━━━ INPUT ━━━
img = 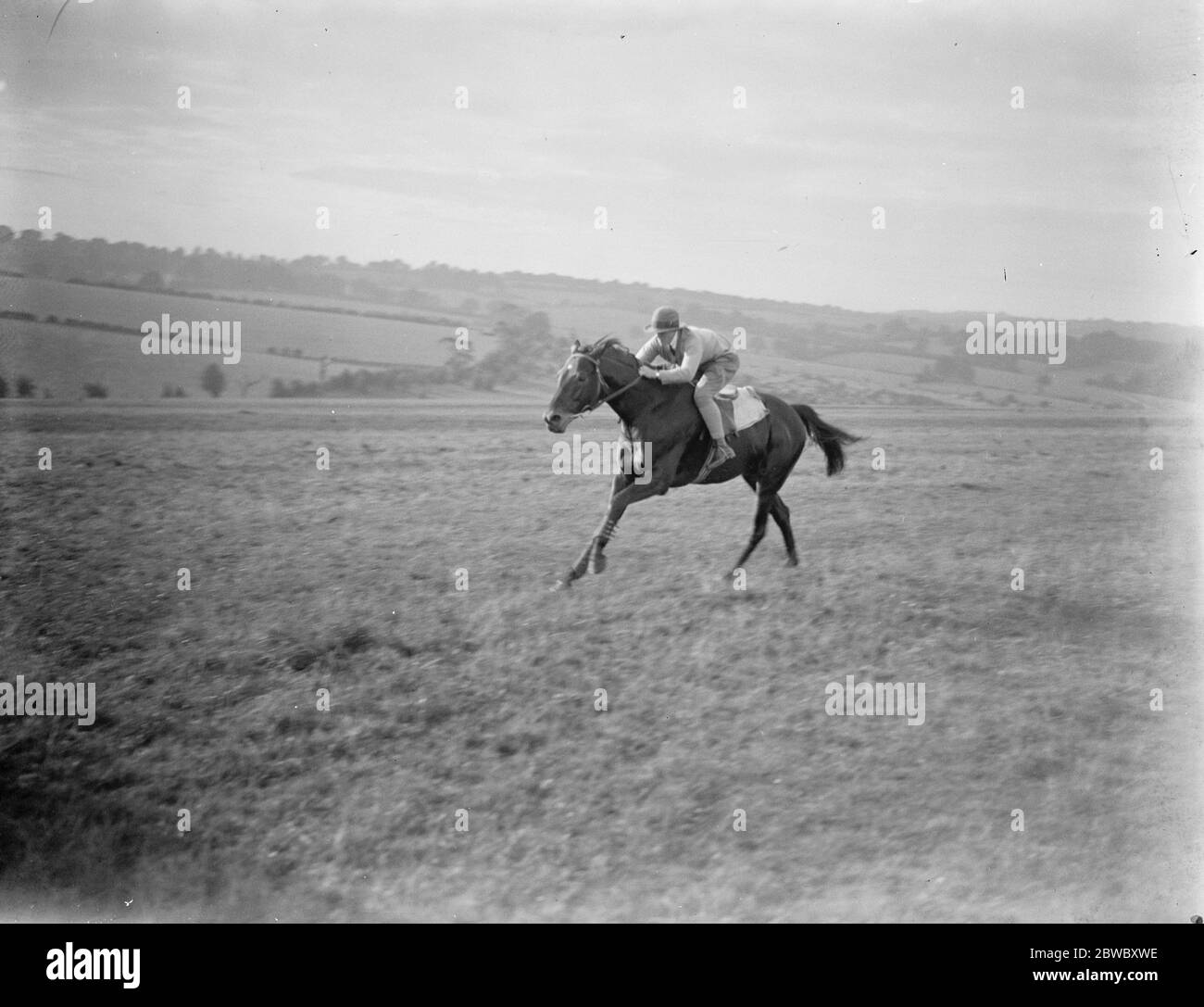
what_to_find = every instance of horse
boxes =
[543,336,861,589]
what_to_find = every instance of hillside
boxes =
[0,228,1204,409]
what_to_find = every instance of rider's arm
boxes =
[635,336,661,364]
[658,329,703,384]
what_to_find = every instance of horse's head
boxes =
[543,336,638,434]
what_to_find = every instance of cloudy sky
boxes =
[0,0,1204,324]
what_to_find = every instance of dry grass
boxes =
[0,402,1201,920]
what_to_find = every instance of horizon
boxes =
[0,0,1204,328]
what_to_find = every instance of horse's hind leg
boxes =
[770,493,798,566]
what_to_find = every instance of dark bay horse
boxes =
[543,337,861,588]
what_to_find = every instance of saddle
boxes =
[715,384,770,434]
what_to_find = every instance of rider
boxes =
[635,308,741,479]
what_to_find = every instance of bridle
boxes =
[565,348,641,419]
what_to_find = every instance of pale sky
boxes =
[0,0,1204,324]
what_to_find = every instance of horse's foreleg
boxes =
[729,491,775,576]
[558,449,682,588]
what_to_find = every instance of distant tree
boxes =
[201,364,225,398]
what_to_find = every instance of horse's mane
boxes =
[581,336,635,365]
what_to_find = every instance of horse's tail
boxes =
[794,405,861,476]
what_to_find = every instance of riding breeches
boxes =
[694,353,741,441]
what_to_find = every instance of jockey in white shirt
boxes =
[635,308,741,479]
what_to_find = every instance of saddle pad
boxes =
[715,384,770,434]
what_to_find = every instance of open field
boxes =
[0,402,1204,922]
[0,277,495,371]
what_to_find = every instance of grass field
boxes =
[0,400,1204,922]
[0,277,495,375]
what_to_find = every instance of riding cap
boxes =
[645,308,682,334]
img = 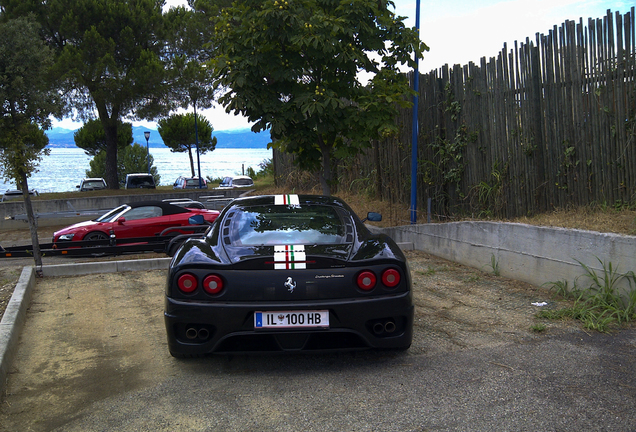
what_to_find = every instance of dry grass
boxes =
[258,182,636,235]
[512,206,636,235]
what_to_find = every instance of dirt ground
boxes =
[0,251,580,430]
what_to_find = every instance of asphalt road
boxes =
[0,258,636,431]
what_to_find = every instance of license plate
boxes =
[254,311,329,329]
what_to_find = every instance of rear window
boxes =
[221,205,345,246]
[126,175,155,187]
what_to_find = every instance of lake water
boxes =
[0,148,272,192]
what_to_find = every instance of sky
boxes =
[53,0,633,131]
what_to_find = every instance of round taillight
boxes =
[358,271,376,291]
[177,273,197,294]
[382,269,400,288]
[203,275,223,294]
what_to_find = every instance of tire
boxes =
[84,231,108,241]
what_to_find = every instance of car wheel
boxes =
[84,231,108,241]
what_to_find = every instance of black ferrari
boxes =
[164,195,413,357]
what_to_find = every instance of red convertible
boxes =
[53,201,219,243]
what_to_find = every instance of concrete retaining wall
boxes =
[374,222,636,294]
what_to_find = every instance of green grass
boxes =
[537,258,636,332]
[530,323,546,333]
[484,254,501,276]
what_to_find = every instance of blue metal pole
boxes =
[411,0,420,224]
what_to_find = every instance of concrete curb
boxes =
[370,221,636,290]
[0,258,171,399]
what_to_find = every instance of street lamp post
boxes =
[194,100,203,189]
[144,131,150,174]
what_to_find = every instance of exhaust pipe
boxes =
[373,322,384,334]
[384,321,395,333]
[197,327,210,340]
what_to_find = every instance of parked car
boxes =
[215,176,254,189]
[172,177,208,189]
[1,189,40,202]
[162,198,206,209]
[125,173,157,189]
[164,195,414,357]
[75,178,106,192]
[53,201,219,243]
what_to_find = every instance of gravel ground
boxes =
[0,251,636,431]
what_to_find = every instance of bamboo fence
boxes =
[274,7,636,217]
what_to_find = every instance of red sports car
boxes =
[53,201,219,243]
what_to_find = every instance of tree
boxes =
[73,119,133,156]
[158,113,216,177]
[86,143,161,187]
[0,17,63,271]
[211,0,428,194]
[0,0,170,189]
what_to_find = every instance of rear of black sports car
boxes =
[165,195,413,357]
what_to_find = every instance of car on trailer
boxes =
[164,195,414,357]
[75,177,107,192]
[53,201,219,243]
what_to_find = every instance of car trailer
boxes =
[0,225,210,258]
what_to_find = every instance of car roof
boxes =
[230,194,353,213]
[126,201,190,216]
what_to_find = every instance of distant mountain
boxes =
[46,126,271,148]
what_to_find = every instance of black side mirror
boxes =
[362,212,382,222]
[188,215,205,225]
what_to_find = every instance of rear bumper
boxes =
[164,292,414,356]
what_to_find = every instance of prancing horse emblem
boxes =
[285,277,296,293]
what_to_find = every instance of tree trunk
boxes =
[102,119,119,189]
[95,100,119,189]
[318,139,332,196]
[20,174,42,276]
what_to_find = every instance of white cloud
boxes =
[54,0,632,131]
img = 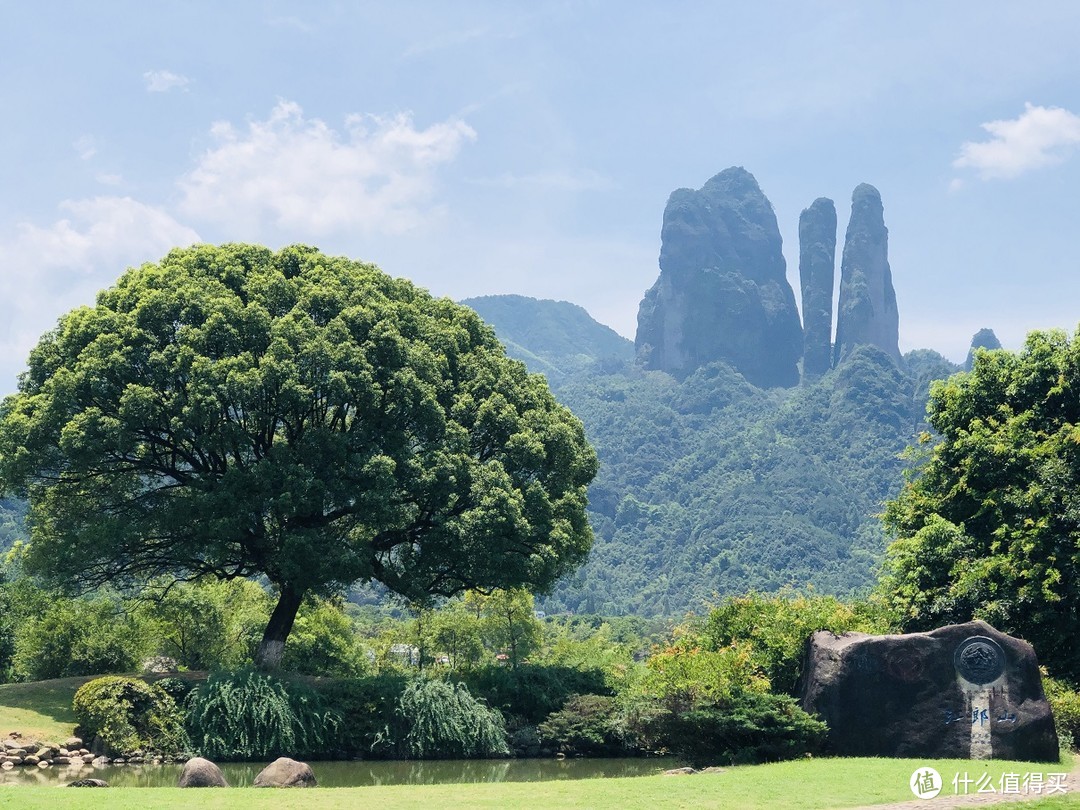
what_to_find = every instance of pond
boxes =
[0,758,679,787]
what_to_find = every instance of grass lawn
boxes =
[0,759,1080,810]
[0,677,93,742]
[0,672,206,742]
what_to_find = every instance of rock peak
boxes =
[635,167,802,388]
[834,183,901,365]
[963,328,1001,372]
[799,197,836,380]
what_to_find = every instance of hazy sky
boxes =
[0,0,1080,393]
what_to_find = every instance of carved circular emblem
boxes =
[953,636,1005,685]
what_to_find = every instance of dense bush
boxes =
[388,678,510,759]
[688,590,890,694]
[13,596,147,680]
[316,674,407,759]
[460,664,611,725]
[185,671,341,760]
[652,692,827,767]
[1042,676,1080,750]
[71,675,187,754]
[537,694,624,756]
[282,597,368,678]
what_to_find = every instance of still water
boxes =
[0,758,678,787]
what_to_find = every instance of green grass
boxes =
[0,677,93,742]
[0,672,206,743]
[0,759,1080,810]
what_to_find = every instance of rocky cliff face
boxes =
[833,183,901,365]
[799,197,836,380]
[963,329,1001,372]
[635,167,802,388]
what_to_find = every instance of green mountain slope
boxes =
[461,295,634,380]
[468,295,957,615]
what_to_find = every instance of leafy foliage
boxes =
[684,591,892,694]
[315,674,408,759]
[395,678,510,759]
[185,670,340,760]
[71,675,187,754]
[1042,675,1080,751]
[660,692,827,768]
[882,332,1080,678]
[537,694,622,756]
[12,583,149,680]
[459,664,611,724]
[0,245,596,665]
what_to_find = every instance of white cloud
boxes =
[953,104,1080,179]
[0,197,200,394]
[475,168,613,191]
[71,135,97,160]
[179,100,476,240]
[143,70,191,93]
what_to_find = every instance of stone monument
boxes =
[801,621,1058,761]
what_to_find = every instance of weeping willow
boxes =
[397,679,510,759]
[187,671,340,760]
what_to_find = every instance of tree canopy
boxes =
[885,332,1080,678]
[0,244,597,666]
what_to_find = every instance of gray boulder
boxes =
[176,757,229,787]
[801,621,1058,761]
[254,757,318,787]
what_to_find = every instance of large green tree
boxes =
[882,332,1080,677]
[0,244,596,666]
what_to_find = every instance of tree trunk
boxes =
[255,584,303,672]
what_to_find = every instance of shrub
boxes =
[461,664,611,725]
[657,692,827,767]
[1042,676,1080,750]
[537,694,623,756]
[14,597,145,680]
[388,679,510,759]
[71,675,187,753]
[282,597,368,677]
[316,674,407,757]
[185,671,341,760]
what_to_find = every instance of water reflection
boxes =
[0,758,677,787]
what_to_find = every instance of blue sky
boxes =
[0,0,1080,393]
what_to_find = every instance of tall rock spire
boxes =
[834,183,901,365]
[799,197,836,379]
[963,328,1001,372]
[635,167,802,388]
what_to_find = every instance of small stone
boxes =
[176,757,229,787]
[252,757,318,787]
[67,779,109,787]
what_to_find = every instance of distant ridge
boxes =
[461,295,634,378]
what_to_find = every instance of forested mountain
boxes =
[468,297,959,615]
[461,295,634,380]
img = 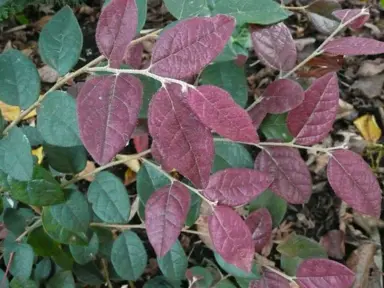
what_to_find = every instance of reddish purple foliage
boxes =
[208,205,254,272]
[255,147,312,204]
[327,150,381,218]
[150,15,235,79]
[296,259,355,288]
[203,168,273,206]
[245,208,272,252]
[96,0,138,68]
[287,72,339,145]
[251,23,297,71]
[187,85,259,143]
[145,182,191,257]
[76,74,143,165]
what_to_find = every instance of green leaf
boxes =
[47,271,75,288]
[87,172,131,224]
[212,141,254,173]
[200,61,248,107]
[0,127,33,181]
[0,49,40,109]
[249,189,288,227]
[37,91,82,147]
[8,166,65,206]
[39,6,83,76]
[43,144,87,174]
[157,240,188,280]
[136,162,171,219]
[111,231,148,281]
[260,113,293,142]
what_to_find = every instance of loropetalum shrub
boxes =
[0,0,384,288]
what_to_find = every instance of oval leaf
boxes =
[327,150,381,218]
[208,206,254,272]
[150,15,235,79]
[96,0,138,68]
[77,73,143,165]
[255,147,312,204]
[145,182,191,257]
[287,72,339,145]
[203,168,273,206]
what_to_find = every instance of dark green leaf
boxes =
[39,6,83,76]
[111,231,148,281]
[0,49,40,109]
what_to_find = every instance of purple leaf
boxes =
[255,147,312,204]
[148,84,214,188]
[262,79,304,114]
[327,150,381,218]
[296,259,355,288]
[208,206,254,272]
[96,0,138,68]
[203,168,273,206]
[187,85,259,143]
[76,74,143,165]
[323,36,384,56]
[332,9,369,29]
[251,23,297,71]
[287,72,339,145]
[245,208,272,252]
[145,182,191,257]
[150,15,235,79]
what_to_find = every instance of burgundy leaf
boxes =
[203,168,273,206]
[76,74,143,165]
[251,23,297,71]
[148,84,214,188]
[150,15,235,79]
[332,9,369,29]
[96,0,138,68]
[187,85,259,143]
[296,259,355,288]
[327,150,381,218]
[323,36,384,56]
[208,206,254,272]
[287,72,339,145]
[245,208,272,252]
[145,182,191,257]
[262,79,304,114]
[255,147,312,204]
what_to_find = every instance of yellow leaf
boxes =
[353,114,381,143]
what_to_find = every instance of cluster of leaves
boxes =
[0,0,384,288]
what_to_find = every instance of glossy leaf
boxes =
[255,147,312,204]
[145,182,191,257]
[0,49,40,109]
[77,73,143,165]
[39,6,83,76]
[251,22,297,71]
[208,205,254,272]
[96,0,138,68]
[187,85,259,143]
[203,168,273,206]
[327,150,381,218]
[287,72,339,145]
[150,15,235,79]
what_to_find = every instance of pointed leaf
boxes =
[96,0,138,68]
[208,206,254,272]
[287,72,339,145]
[327,150,381,218]
[150,15,235,79]
[77,74,143,165]
[145,182,191,257]
[255,147,312,204]
[203,168,273,206]
[187,85,259,143]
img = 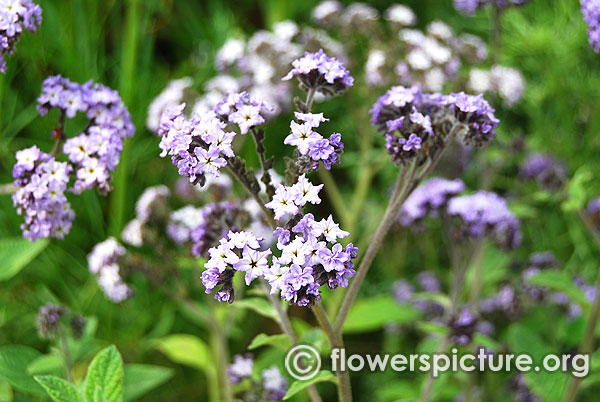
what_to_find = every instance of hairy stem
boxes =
[227,161,277,229]
[491,1,502,66]
[58,328,73,382]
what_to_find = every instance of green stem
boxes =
[312,302,352,402]
[58,328,73,382]
[563,210,600,402]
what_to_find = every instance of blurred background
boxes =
[0,0,600,401]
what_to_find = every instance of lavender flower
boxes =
[204,175,358,306]
[12,146,75,241]
[446,92,500,146]
[158,103,233,186]
[0,0,42,73]
[398,177,465,226]
[448,308,478,346]
[447,191,521,249]
[581,0,600,53]
[262,366,288,401]
[283,49,354,95]
[88,237,133,303]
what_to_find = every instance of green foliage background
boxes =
[0,0,600,401]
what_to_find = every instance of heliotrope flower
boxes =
[581,0,600,53]
[447,191,522,249]
[202,175,358,306]
[88,237,133,303]
[0,0,42,73]
[283,49,354,95]
[283,112,344,173]
[12,145,75,241]
[398,177,465,226]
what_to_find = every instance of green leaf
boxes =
[123,364,173,402]
[527,271,590,311]
[85,345,123,402]
[507,324,569,402]
[562,166,594,211]
[235,297,280,322]
[344,296,421,333]
[0,345,45,395]
[248,334,292,351]
[0,380,13,402]
[27,354,63,375]
[0,237,50,281]
[94,386,106,402]
[34,375,83,402]
[155,334,214,371]
[283,370,337,401]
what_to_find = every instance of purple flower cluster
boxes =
[0,0,42,73]
[158,104,235,185]
[203,175,358,306]
[581,0,600,53]
[88,237,133,303]
[13,76,134,241]
[520,153,567,191]
[121,185,171,247]
[446,92,500,146]
[283,112,344,170]
[189,201,249,258]
[371,86,499,165]
[398,177,465,226]
[12,146,75,241]
[283,49,354,95]
[448,307,479,345]
[38,75,135,194]
[454,0,529,15]
[214,92,274,134]
[447,191,521,249]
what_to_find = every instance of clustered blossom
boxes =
[0,0,42,73]
[581,0,600,53]
[519,153,567,191]
[467,66,525,107]
[37,75,135,194]
[283,49,354,95]
[371,86,499,165]
[88,237,133,303]
[398,177,465,226]
[393,271,444,321]
[454,0,529,15]
[121,185,171,247]
[227,354,288,401]
[158,104,235,186]
[13,76,135,241]
[283,112,344,172]
[447,191,521,249]
[12,146,75,241]
[202,175,358,306]
[146,77,193,131]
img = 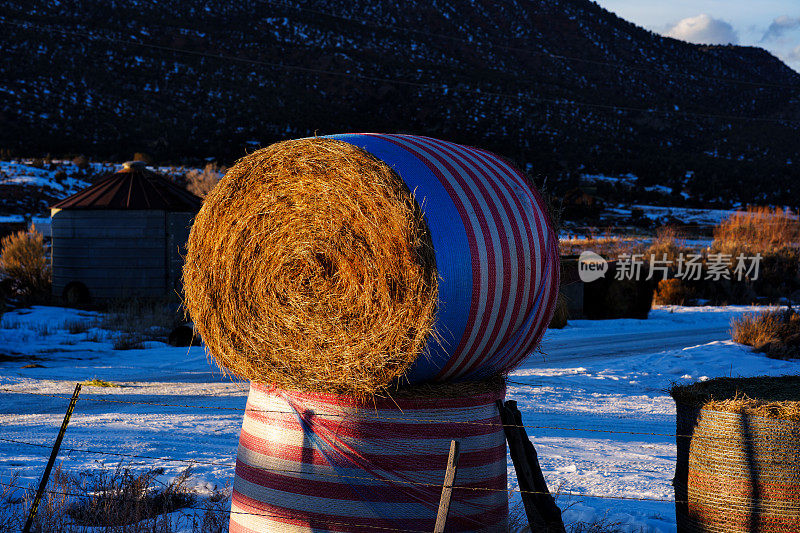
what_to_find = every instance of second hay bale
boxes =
[672,376,800,533]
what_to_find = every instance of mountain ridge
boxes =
[0,0,800,202]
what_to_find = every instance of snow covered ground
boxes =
[0,306,800,532]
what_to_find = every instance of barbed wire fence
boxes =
━━━
Pull out each line of the records that contains the string "riding". Letter case counts.

▸ **THE REPLY**:
what_to_find = every instance of riding breeches
what_to_find = every instance of riding cap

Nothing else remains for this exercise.